● **Your task**
Everything from the line containing "Write each point like <point>82,67</point>." through the last line of the data below should be given again exactly, both end lines included and nothing more.

● **Extracted information**

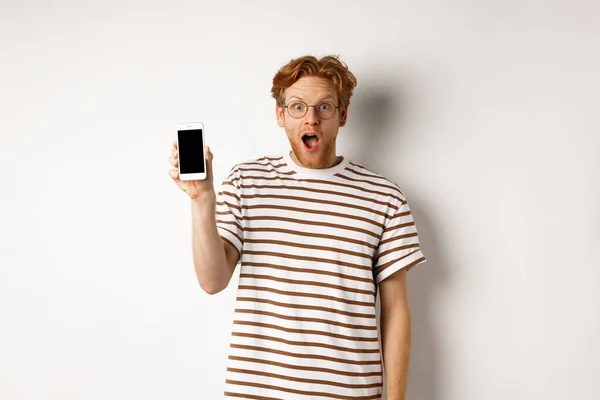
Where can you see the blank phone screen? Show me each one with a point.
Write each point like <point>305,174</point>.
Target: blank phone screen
<point>191,151</point>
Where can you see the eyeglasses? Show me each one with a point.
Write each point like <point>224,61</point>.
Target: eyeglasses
<point>298,109</point>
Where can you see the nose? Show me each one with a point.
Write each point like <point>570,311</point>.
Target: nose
<point>311,117</point>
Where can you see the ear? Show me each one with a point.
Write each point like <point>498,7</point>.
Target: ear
<point>343,115</point>
<point>279,113</point>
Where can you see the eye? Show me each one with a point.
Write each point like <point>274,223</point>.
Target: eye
<point>296,106</point>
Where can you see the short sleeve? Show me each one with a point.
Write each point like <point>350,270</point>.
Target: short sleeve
<point>399,244</point>
<point>229,210</point>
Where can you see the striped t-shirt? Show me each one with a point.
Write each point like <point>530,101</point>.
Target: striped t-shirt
<point>314,244</point>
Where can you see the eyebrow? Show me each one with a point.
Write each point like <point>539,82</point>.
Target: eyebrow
<point>330,97</point>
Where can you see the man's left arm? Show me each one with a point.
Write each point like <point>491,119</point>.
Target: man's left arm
<point>395,324</point>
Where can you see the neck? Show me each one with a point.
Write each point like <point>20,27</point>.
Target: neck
<point>330,162</point>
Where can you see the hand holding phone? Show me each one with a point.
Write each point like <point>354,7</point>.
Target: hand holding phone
<point>192,160</point>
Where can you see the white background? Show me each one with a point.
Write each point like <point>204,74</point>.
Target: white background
<point>485,113</point>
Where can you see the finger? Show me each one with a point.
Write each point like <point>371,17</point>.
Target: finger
<point>209,158</point>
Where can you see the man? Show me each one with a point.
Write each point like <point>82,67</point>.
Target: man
<point>317,236</point>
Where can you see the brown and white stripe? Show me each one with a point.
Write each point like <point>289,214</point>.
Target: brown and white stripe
<point>314,244</point>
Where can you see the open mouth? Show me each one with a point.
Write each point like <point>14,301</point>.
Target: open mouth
<point>311,142</point>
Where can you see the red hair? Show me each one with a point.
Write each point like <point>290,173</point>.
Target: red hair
<point>330,68</point>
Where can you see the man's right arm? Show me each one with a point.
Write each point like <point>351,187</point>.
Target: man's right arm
<point>214,258</point>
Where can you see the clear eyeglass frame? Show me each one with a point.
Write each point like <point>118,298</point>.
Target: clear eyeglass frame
<point>306,107</point>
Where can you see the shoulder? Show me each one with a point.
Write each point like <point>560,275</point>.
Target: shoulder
<point>266,164</point>
<point>374,179</point>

● **Reply to the exercise**
Write each point like <point>82,67</point>.
Target: man
<point>317,236</point>
Where can you see the brown and white stripe? Show me each one with a point.
Write each point like <point>289,214</point>.
Target: brown and white stripe
<point>314,244</point>
Where can you see the open mouth? Show me each one with a point.
Write each point like <point>14,301</point>.
Target: open mouth
<point>311,142</point>
Where can you see the red hair? Show me each one with a point.
Write each point like <point>290,173</point>.
Target: red hair
<point>330,68</point>
Where can you see the man's right arm? Show me each one with a point.
Write each point like <point>351,187</point>.
Target: man's right arm
<point>214,258</point>
Where can you see the clear eyeglass frame? Show me each one with a point.
Write each point like <point>118,298</point>.
Target: clear eyeglass frame
<point>306,107</point>
Where can you see the shoulder? Show me each one with a point.
Write each point like <point>560,275</point>.
Target: shoulder
<point>266,164</point>
<point>374,179</point>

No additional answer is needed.